▶ _AIM OF THE EXERCISE_:
Return every record verbatim.

::::

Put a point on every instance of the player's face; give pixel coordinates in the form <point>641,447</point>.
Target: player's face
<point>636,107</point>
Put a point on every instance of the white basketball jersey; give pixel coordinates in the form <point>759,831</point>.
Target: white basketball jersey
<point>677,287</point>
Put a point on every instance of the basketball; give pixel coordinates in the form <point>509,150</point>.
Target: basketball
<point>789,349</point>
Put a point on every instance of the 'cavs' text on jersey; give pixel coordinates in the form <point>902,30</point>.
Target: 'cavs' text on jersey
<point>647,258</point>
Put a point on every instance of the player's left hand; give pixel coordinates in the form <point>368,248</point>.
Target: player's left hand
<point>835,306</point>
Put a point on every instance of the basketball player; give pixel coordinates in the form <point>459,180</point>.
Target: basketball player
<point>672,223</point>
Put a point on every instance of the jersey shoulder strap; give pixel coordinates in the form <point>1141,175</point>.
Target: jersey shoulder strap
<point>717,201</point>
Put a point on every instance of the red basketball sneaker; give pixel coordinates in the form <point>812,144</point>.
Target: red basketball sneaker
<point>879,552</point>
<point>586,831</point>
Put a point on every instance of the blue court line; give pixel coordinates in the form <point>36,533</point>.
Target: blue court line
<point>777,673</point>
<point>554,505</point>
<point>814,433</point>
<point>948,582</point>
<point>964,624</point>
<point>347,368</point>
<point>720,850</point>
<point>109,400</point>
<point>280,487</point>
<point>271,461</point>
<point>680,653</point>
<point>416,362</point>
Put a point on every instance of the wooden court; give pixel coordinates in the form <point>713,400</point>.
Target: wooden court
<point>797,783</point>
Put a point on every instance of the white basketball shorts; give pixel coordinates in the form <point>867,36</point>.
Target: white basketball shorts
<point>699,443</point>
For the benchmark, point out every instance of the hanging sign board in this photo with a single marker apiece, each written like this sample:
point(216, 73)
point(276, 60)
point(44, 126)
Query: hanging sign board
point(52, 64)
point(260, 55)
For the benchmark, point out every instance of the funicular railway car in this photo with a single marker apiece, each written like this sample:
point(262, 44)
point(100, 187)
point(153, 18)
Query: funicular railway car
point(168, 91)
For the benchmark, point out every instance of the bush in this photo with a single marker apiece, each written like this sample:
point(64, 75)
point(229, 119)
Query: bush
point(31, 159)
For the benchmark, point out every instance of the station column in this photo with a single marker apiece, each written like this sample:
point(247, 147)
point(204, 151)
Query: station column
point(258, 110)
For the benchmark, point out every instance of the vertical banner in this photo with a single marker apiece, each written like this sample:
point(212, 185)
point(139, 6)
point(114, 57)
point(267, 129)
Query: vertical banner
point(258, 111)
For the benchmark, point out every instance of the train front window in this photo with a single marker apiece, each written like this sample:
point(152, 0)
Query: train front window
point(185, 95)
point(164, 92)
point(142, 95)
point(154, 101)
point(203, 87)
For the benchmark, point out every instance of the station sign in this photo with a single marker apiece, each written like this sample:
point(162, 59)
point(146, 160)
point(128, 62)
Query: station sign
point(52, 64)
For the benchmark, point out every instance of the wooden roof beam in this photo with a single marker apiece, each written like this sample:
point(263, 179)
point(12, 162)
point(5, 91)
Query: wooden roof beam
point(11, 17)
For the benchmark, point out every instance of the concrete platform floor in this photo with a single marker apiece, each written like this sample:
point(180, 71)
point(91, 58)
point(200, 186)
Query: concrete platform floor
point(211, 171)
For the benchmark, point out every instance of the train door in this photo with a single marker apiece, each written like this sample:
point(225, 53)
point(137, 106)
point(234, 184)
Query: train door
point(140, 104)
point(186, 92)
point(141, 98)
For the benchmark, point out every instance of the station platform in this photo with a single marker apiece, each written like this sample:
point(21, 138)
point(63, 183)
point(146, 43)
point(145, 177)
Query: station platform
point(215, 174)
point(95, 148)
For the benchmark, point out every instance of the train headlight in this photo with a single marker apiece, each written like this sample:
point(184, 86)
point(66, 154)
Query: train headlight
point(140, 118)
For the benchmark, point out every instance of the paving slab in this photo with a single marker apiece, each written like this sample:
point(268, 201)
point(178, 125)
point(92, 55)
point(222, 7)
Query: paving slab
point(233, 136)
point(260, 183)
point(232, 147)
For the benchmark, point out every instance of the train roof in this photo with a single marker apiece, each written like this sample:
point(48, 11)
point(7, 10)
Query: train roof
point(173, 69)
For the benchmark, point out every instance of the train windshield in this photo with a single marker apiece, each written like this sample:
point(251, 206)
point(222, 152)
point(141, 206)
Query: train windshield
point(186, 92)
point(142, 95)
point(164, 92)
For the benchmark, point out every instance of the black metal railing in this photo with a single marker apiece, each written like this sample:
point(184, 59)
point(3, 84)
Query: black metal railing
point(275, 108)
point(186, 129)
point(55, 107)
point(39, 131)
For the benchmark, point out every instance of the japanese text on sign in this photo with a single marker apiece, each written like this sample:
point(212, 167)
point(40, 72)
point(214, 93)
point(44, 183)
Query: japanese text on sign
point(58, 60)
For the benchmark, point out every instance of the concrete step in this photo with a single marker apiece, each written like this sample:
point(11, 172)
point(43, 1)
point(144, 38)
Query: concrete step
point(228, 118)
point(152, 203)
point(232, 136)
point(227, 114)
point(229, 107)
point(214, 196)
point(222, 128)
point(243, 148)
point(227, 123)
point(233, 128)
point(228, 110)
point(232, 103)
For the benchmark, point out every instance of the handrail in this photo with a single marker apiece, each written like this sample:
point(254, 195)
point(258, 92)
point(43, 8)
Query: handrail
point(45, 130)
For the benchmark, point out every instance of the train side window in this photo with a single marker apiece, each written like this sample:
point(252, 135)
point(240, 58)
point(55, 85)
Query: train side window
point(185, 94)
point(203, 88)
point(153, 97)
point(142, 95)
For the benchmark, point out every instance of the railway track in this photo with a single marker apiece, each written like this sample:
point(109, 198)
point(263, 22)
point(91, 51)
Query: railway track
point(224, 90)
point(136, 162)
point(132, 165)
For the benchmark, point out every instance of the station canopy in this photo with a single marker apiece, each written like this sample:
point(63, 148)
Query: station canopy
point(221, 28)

::::

▶ _CORRECT RESPONSE_:
Put a point on every instance of the player's face; give pixel coordinates in the form <point>641,447</point>.
Target: player's face
<point>636,107</point>
Put a point on every instance of the white basketball jersey; give pixel coordinates in the form <point>759,831</point>.
Target: white basketball jersey
<point>677,287</point>
Put a point on every instance of the basketball; give pixel coordinates in the form <point>509,150</point>.
Target: basketball
<point>789,349</point>
Put a point on every instance of the 'cavs' text on jersey; give pixel coordinates in the form <point>902,30</point>.
Target: 'cavs' text on jersey
<point>647,258</point>
Put a point on every instance of the player's left hand; give pixel coordinates in the form <point>368,248</point>.
Target: player's left hand
<point>835,306</point>
Put a point on every instance of the basketball player; give pixel coordinates in the form <point>459,180</point>.
Target: basketball player
<point>672,223</point>
Put a point on every instance of the jersey shoulder strap; give pixel coordinates in the form <point>1141,175</point>.
Target: jersey shoulder strap
<point>717,201</point>
Put a point on every instance of the red basketball sneaker; give pixel coordinates in the form <point>812,144</point>.
Target: red basketball sneaker
<point>879,552</point>
<point>586,831</point>
Put a point on every instance of the blue court line; give pixel coordinates in the form <point>36,533</point>.
Target: blue court line
<point>777,673</point>
<point>554,505</point>
<point>814,433</point>
<point>948,582</point>
<point>964,624</point>
<point>347,368</point>
<point>720,850</point>
<point>109,400</point>
<point>280,487</point>
<point>271,461</point>
<point>680,653</point>
<point>416,362</point>
Put a point on every instance of the wooden court; give pixel coordinates in the form <point>713,400</point>.
Target: wooden court
<point>797,783</point>
Put a point on every instance of the white basketball shorts; give pixel coordinates in the form <point>867,36</point>.
Target: white basketball shorts
<point>699,443</point>
For the benchmark, point out every instance of the hanging sign board in this photo with a single marker apiece, each written like this sample:
point(216, 73)
point(276, 60)
point(44, 126)
Query: hanging sign board
point(52, 64)
point(260, 55)
For the benchmark, point out every instance of the funicular railway car in this photo with a single marker apiece, each written like this sample:
point(262, 44)
point(100, 187)
point(153, 18)
Query: funicular railway car
point(168, 91)
For the benchmark, point out every instance of the bush in this photo with a single marker apiece, each written like this sample:
point(64, 75)
point(229, 119)
Query: bush
point(31, 159)
For the benchmark, point out every instance of the station column in this photo with a single marker apiece, each written like this sample:
point(247, 147)
point(204, 151)
Query: station column
point(258, 110)
For the benchmark, point out every instance of the vertical banner in this photo with a single marker apiece, each written like this sample:
point(212, 185)
point(139, 6)
point(114, 57)
point(267, 129)
Query: vertical banner
point(258, 111)
For the benchmark, point out every instance of the train front window in this photo with a single marker apiece, each written like this sample:
point(152, 0)
Query: train front window
point(185, 95)
point(164, 92)
point(142, 95)
point(154, 101)
point(203, 87)
For the benchmark, point out every instance of the station sign in this photo with a single marker apiece, each written like this sample:
point(162, 59)
point(146, 160)
point(128, 62)
Query: station sign
point(52, 64)
For the benchmark, point out every instance of the wooden roof beam in this photo with a single marker apiece, each written like this sample:
point(263, 179)
point(12, 162)
point(5, 91)
Query: wooden roof beam
point(11, 17)
For the benchmark, point out every instance of the concrete platform floor in this photo with a single marker apiece, each written like this sample:
point(180, 71)
point(91, 58)
point(200, 186)
Query: concrete platform floor
point(211, 171)
For the benchmark, point out every instance of the train door in this photo with a single marker apiece, each written like this sample:
point(225, 53)
point(137, 106)
point(234, 184)
Query: train door
point(140, 104)
point(186, 92)
point(141, 98)
For the benchmark, point out every instance of the station platform in this photo with a single marker apiece, each written like this sample:
point(21, 138)
point(63, 183)
point(146, 43)
point(145, 177)
Query: station platform
point(215, 174)
point(95, 148)
For the benchmark, point out every instance of the train headlight in this photo with a single marker apiece, each written like this sample:
point(184, 86)
point(66, 154)
Query: train headlight
point(140, 118)
For the benchmark, point out every instance of the paving slab in this photo with a single marker apiece, each written like this sample:
point(268, 201)
point(178, 125)
point(92, 55)
point(222, 7)
Query: paving slab
point(233, 136)
point(260, 183)
point(232, 147)
For the benchmark, point out every instance of the train roof in this photo with a single marker apiece, each written like this sample:
point(48, 11)
point(7, 10)
Query: train roof
point(173, 69)
For the benchmark, point out every instance of the train windshield in this photo with a single marker apiece, each written like this sample:
point(251, 206)
point(222, 152)
point(141, 206)
Query: train windshield
point(186, 92)
point(142, 95)
point(164, 92)
For the benchmark, point out every instance of the black metal railing in this photo with a single marker apiece, each written like this sample:
point(184, 59)
point(3, 84)
Query: black metal railing
point(275, 108)
point(186, 129)
point(55, 107)
point(39, 131)
For the benchmark, point out every instance of the japanese text on sign in this photo with a single marker apiece, each written like this sample:
point(212, 167)
point(40, 72)
point(214, 93)
point(44, 183)
Query: japanese text on sign
point(58, 60)
For the benchmark, point out every instance of the concrete step in this photo with a single marker apiece, each written like this sample:
point(11, 172)
point(43, 1)
point(144, 38)
Query: concrete step
point(228, 118)
point(152, 203)
point(232, 136)
point(227, 114)
point(229, 107)
point(214, 196)
point(222, 128)
point(243, 148)
point(227, 123)
point(233, 128)
point(228, 110)
point(232, 103)
For the benchmark, point out every instance of the handrail in this photo with a single marker apiece, each written like this sample:
point(254, 195)
point(258, 92)
point(43, 8)
Query: handrail
point(45, 130)
For the benchmark, point out every instance of the train side window in this photo with a single marker apiece, each written like this sample:
point(252, 135)
point(240, 58)
point(55, 85)
Query: train side window
point(185, 94)
point(203, 88)
point(153, 97)
point(142, 95)
For the benchmark, point out every instance of the railway track in this photo with a single marker apiece, each written like this sample:
point(109, 198)
point(263, 22)
point(91, 51)
Query: railway track
point(224, 90)
point(136, 162)
point(132, 165)
For the benchmark, point out every instance of the station canopy in this photo with a single marker apiece, each written like this sample:
point(63, 148)
Query: station canopy
point(221, 28)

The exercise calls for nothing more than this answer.